List of tasks:
1 – List every revision number given in the message below about backdating CVS commits.
2 – In the message below about backdating CVS commits, what does the writer call much better than dates for recovering a project's state at a certain milestone?

Re: How to commit preserving dates?
Mon, 7 Jan 2002 15:08:18 -0500
On Mon, Jan 07, 2002 at 07:52:01PM +0100, J|rgen Backelin wrote:
> For several reasons, I would like to restore old dates of file
> versions committed by means of the cvs ci command.
For being able to recover the state of the project as of a
certain milestone, tags are *much* better than dates.
That said, I too sometimes want to be able to backdate a commit,
not for recoverability (for that, I'd use a tag), but just for
historical purposes, to accurately reflect when the change was
Suppose I change a file, want to test the changes for a couple of
days before I commit, and then (scatterbrain that I am -- that's
why I can't work without CVS :-) I forget to do the commit.
Months later, I want to change the file again. Before I proceed,
I need to commit the previous round of changes. I'd like to be
able to label that commit with the date (now months in the past)
that the old changes were made, not with the current date when
I'm about to make the next round.
> I guess there might be some way to achieve this with cvs admin;
> but will that mean essentially reverting to old rcs handling
> (with no history logging, et cetera)?
> There ought not to be very hard to make a -d option working for
> cvs ci, like for rcs.
I did this in the ancient past (like maybe CVS 1.7), but my
patches stopped applying cleanly at one point and I never got
around to porting them. They never worked client/server either.
If you try this approach, a warning: as you probably know, RCS
doesn't like it if you try to commit a revision with an earlier
date than the predecessor revision (e.g. either rev. 1.4 or
1.3.x.1 with an earlier date than 1.3). Since CVS uses the RCS
code internally, it inherits the same restriction, and this can
get you into trouble.
Imagine that you try to back-date a whole-directory commit, and
twenty of the files have ancestor revisions with dates later than
the one you gave on the command line. (Trust me, this *will*
occur in practice. It happened to me often enough.) The rest of
the files will get committed, but those twenty will not, and
you'll have to clean up the mess. You'll likely do so by picking
a date "just late enough" for each of those files, or punting and
using the current date (i.e. no "-d") on the second commit. The
first approach is a lot of work for more than a couple of files;
the second loses the whole advantage of backdating the commit in
the first place (and is especially confusing since some of the
files were backdated and others weren't).

Source excerpt:
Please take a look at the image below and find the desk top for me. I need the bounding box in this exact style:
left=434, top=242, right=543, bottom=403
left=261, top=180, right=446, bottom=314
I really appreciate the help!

Correct answers:
1 – 1.4, 1.3.x.1, 1.3

2 – Tags.